▶ [Excerpt]
◆ ◆ ◆ ◆ ◆

Gerberga of Saxony (c. 913 – 5 May 968/9 or 984?) was a French queen who ruled as regent of France during the minority of her son Lothair in 954–959. She was a member of the Ottonian dynasty.  Her first husband was Gilbert, Duke of Lorraine. Her second husband was Louis IV of France. Contemporary sources describe her as a highly educated, intelligent and forceful political player.

Life

Family
Gerberga was born c. 913. She was the second daughter of Henry the Fowler, King of Germany, and his second wife, Matilda (after Hedwig of Saxony, three years her senior). Her older brother was Otto I of Germany.

First marriage
In 929, Gerberga married her first husband, Gilbert, Duke of Lorraine. They had four children:
 Alberade of Lorraine (b. about 929); married Renaud (originally as Ragenold), a Viking chieftain who became the Count of Roucy. 
 Henry, Duke of Lorraine (b. about 932).
 Gerberge of Lorraine (b. about 935); married Adalbert I of Vermandois.
 Wiltrude (b. about 937).

Jocundus, a Lotharingian chronicler writing in the 1070s, recorded that Gerberga was the driving force behind Gilbert's decision to support her younger brother Henry when he rebelled against her older brother Otto I c. 936. Gilbert was defeated by Otto I in 939 at the Battle of Andernach and, while trying to escape, drowned in the Rhine.

Second marriage
When Gilbert died, Gerberga was about 26 years old. She married secondly Louis IV of France in 939. They were parents to eight children:
 Lothair of France (941–986).
 Matilda (b. about 943); married Conrad of Burgundy.
 Hildegarde (b. about 944).
 Carloman (b. about 945).
 Louis (b. about 948).
 Charles, Duke of Lower Lorraine (953–993).
 Alberade (b. before 953).
 Henry (b. about 953).

Widowhood

As regent
Louis IV died on 10 September 954. At this time, his son and heir with Gerberga, Lothair of France, was only thirteen, and she therefore became regent during his minority. As regent, Gerberga took action to ensure that Lothar could succeed his father.  She reached an agreement with her brother-in-law Hugh the Great, who had been an adversary to Lothair's father.  In exchange for supporting Lothair's rule, Hugh was given rule over Aquitaine and much of Burgundy. Gerberga did not seek the support of her brother, Emperor Otto I, because the interference of the East-Frankish emperor in West-Frankish affairs would have placed the West-Frankish kingdom in a weak position politically, and angered the West-Frankish nobles.

◆ ◆ ◆ ◆ ◆

▶ [Complete the following]
[a] In the text on Gerberga of Saxony, at which battle did Otto I defeat Gilbert in 939?
[b] Reproduce word for word the stretch of the Gerberga of Saxony text from "Gerberge of Lorraine" through "(b. about 945).".
[c] Resume the text on Gerberga of Saxony after its final sentence.

▶ [Supplied information]

◆ ◆ ◆ ◆ ◆

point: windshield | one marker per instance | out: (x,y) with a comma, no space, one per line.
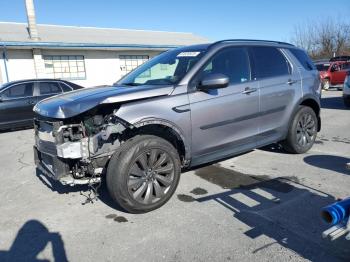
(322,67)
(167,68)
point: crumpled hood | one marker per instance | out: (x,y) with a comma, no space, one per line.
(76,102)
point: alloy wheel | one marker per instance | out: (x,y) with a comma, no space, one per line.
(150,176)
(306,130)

◆ ◆ ◆ ◆ ◆

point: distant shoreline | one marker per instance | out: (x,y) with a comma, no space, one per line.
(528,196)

◆ ◆ ◆ ◆ ◆

▶ [Responses]
[a] The Battle of Andernach.

[b]
Gerberge of Lorraine (b. about 935); married Adalbert I of Vermandois.
 Wiltrude (b. about 937).

Jocundus, a Lotharingian chronicler writing in the 1070s, recorded that Gerberga was the driving force behind Gilbert's decision to support her younger brother Henry when he rebelled against her older brother Otto I c. 936. Gilbert was defeated by Otto I in 939 at the Battle of Andernach and, while trying to escape, drowned in the Rhine.

Second marriage
When Gilbert died, Gerberga was about 26 years old. She married secondly Louis IV of France in 939. They were parents to eight children:
 Lothair of France (941–986).
 Matilda (b. about 943); married Conrad of Burgundy.
 Hildegarde (b. about 944).
 Carloman (b. about 945).

[c]
After the death of Hugh the Great in 956, Gerberga and her sister Hadwig (who was Hugh's widow) were the heads of the two most powerful dynasties in West Francia. Along with their brother, Bruno, who was both archbishop of Cologne and duke of Lotharingia, Gerberga and Hadwig ruled the kingdom, until Lothair came of age.

As abbess
In 959, after Lothair had come of age, Gerberga became abbess of the Benedictine monastery of Notre Dame in Soissons. Nevertheless, she remained politically active. In 961 she was involved in choosing the new archbishop of Reims, Odalric. In 965 she was present at the imperial court in Cologne, when her son Lothair married Emma of Italy, the step-daughter of her brother Emperor Otto I.

Death
There is some debate about when Gerberga died. She is last documented in May 968. Since necrology records indicate that she died on 5 May, her date of death is often given as 968 or 969. The death date of 5 May 968 is not possible since Gerberga was still alive on 17 May 968 so her death date could only be in 969 or later. Some maintain that Gerberga did not die until 984. She is buried in the Abbey of Saint-Remi in Reims, Champagne.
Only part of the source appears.